=== Given task A ===
Write down the forum thread about joiner and nursery nurse jobs word for word, between "## joanne (Jan" and "(Apr 16, 2009)", inclusive.

=== Excerpted passage ===
/---

# Joiner/Carpenter & Nursery Nurse



## joanne (Jan 3, 2008)

Help and advice needed!! We had a job offer as a joiner in Auckland to start in Jan 09, so we sold our house, moved in with family and packed up and got ready to go. :clap2: Then the job fell through. Without the job, we didnt have a visa, therefor we couldnt go! So now weve looked at other options and decided to just book flights and come out and look for work while were there. Im a nursery nurse, my qualifications have been part assessed at NZ level 5 and I am awaiting a full assessment. Hubby is a joiner. would like to hear from other joiners/nursery nurses about their experiences, job situations and if there are any employers are on here who need joiners/nursery nurses give us a shout. :tongue1: Also, where would a good area be to start looking considering the job situation?? any info would be appreciated. thanks. x


----------



## topcat83 (Apr 16, 2009)

joanne said:


> Help and advice needed!! We had a job offer as a joiner in Auckland to start in Jan 09, so we sold our house, moved in with family and packed up and got ready to go. :clap2: Then the job fell through. Without the job, we didnt have a visa, therefor we couldnt go! So now weve looked at other options and decided to just book flights and come out and look for work while were there. Im a nursery nurse, my qualifications have been part assessed at NZ level 5 and I am awaiting a full assessment. Hubby is a joiner. would like to hear from other joiners/nursery nurses about their experiences, job situations and if there are any employers are on here who need joiners/nursery nurses give us a shout. :tongue1: Also, where would a good area be to start looking considering the job situation?? any info would be appreciated. thanks. x


What a blow for you 

A good place to get ideas about jobs is SEEK - New Zealand's no. 1 jobs, employment, career and recruitment site and tho job section of TradeMe ? New Zealand online auctions and classifieds. Browse, buy and sell online on trademe.co.nz.

\---

=== Given task B ===
Scale the entries between the lines holding "Would you mind picking out the ear" and "<point>347,184</point>", inclusive: reproduce every one of those lines, wording and all, but multiply each point coordinate by 1.85 and round it to a whole number, halves up. Output only those lines.

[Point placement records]

/---

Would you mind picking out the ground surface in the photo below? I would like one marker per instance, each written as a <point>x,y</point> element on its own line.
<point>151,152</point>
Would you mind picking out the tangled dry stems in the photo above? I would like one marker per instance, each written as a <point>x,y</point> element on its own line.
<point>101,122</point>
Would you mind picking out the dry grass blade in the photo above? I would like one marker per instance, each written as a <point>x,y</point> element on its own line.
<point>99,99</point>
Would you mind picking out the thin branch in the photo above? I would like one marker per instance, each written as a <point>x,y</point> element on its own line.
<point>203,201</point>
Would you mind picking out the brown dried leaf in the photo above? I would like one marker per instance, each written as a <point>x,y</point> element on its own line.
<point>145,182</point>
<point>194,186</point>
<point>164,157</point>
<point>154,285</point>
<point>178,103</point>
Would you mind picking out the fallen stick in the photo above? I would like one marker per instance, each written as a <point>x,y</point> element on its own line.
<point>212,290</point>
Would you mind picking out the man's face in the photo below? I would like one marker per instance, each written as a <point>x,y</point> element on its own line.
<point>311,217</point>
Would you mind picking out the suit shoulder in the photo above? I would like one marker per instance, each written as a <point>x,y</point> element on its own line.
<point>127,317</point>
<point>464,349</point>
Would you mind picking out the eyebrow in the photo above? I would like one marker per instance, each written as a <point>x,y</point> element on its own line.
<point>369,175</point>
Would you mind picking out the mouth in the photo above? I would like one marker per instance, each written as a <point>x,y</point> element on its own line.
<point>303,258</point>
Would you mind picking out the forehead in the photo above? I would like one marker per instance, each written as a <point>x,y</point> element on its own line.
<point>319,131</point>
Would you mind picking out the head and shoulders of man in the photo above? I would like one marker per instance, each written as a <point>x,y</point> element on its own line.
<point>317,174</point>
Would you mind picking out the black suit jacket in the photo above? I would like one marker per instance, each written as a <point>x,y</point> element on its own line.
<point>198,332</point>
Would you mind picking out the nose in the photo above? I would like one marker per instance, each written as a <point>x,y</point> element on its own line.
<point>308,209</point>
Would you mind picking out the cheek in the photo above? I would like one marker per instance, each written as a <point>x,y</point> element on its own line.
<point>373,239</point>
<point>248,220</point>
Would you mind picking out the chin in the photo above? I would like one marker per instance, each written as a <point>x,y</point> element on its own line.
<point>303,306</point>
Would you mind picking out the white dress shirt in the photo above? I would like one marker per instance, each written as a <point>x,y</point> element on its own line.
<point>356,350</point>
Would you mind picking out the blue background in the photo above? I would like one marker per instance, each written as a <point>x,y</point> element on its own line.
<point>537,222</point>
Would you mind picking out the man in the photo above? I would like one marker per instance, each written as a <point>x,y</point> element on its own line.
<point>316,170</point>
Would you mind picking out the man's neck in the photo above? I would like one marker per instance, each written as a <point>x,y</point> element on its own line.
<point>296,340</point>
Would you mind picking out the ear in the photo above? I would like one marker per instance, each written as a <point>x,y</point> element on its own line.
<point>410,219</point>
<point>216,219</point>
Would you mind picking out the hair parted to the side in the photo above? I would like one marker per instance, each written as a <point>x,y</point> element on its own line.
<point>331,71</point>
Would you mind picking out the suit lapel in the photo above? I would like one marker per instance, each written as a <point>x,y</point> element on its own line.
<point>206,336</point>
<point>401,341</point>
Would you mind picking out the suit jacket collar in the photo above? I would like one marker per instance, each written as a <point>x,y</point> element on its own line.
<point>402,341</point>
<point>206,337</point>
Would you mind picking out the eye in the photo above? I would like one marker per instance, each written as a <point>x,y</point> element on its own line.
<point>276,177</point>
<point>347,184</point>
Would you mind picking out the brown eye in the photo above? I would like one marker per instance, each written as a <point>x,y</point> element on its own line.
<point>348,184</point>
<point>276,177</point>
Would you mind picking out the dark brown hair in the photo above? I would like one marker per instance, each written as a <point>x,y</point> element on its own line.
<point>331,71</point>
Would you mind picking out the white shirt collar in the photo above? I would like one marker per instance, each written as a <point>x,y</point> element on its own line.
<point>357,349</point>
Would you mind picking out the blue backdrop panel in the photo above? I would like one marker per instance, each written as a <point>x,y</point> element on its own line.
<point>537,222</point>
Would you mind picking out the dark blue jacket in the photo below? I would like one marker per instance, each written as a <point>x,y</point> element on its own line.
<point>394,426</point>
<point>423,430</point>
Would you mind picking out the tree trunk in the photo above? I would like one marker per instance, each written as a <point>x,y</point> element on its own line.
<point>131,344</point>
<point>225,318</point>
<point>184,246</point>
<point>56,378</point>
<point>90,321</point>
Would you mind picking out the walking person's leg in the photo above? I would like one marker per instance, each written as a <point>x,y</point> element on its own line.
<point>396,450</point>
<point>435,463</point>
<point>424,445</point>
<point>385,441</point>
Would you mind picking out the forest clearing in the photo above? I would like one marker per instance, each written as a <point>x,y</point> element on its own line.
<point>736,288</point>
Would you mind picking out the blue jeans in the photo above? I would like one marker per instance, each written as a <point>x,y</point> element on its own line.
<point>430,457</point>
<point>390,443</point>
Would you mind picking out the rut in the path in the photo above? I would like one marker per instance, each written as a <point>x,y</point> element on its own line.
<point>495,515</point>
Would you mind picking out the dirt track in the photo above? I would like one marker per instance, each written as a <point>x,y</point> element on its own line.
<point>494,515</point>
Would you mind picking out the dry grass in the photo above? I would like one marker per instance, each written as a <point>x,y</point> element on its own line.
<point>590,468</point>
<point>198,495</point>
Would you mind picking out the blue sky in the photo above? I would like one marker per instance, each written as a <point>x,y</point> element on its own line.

\---

=== Task result A ===
## joanne (Jan 3, 2008)

Help and advice needed!! We had a job offer as a joiner in Auckland to start in Jan 09, so we sold our house, moved in with family and packed up and got ready to go. :clap2: Then the job fell through. Without the job, we didnt have a visa, therefor we couldnt go! So now weve looked at other options and decided to just book flights and come out and look for work while were there. Im a nursery nurse, my qualifications have been part assessed at NZ level 5 and I am awaiting a full assessment. Hubby is a joiner. would like to hear from other joiners/nursery nurses about their experiences, job situations and if there are any employers are on here who need joiners/nursery nurses give us a shout. :tongue1: Also, where would a good area be to start looking considering the job situation?? any info would be appreciated. thanks. x


----------



## topcat83 (Apr 16, 2009)

=== Task result B ===
Would you mind picking out the ear in the photo above? I would like one marker per instance, each written as a <point>x,y</point> element on its own line.
<point>759,405</point>
<point>400,405</point>
Would you mind picking out the hair parted to the side in the photo above? I would like one marker per instance, each written as a <point>x,y</point> element on its own line.
<point>612,131</point>
Would you mind picking out the suit lapel in the photo above? I would like one marker per instance, each written as a <point>x,y</point> element on its own line.
<point>381,622</point>
<point>742,631</point>
Would you mind picking out the suit jacket collar in the photo above? I would like one marker per instance, each written as a <point>x,y</point> element on its own line.
<point>744,631</point>
<point>381,623</point>
Would you mind picking out the eye in the photo above? I would like one marker per instance, each written as a <point>x,y</point> element on its own line.
<point>511,327</point>
<point>642,340</point>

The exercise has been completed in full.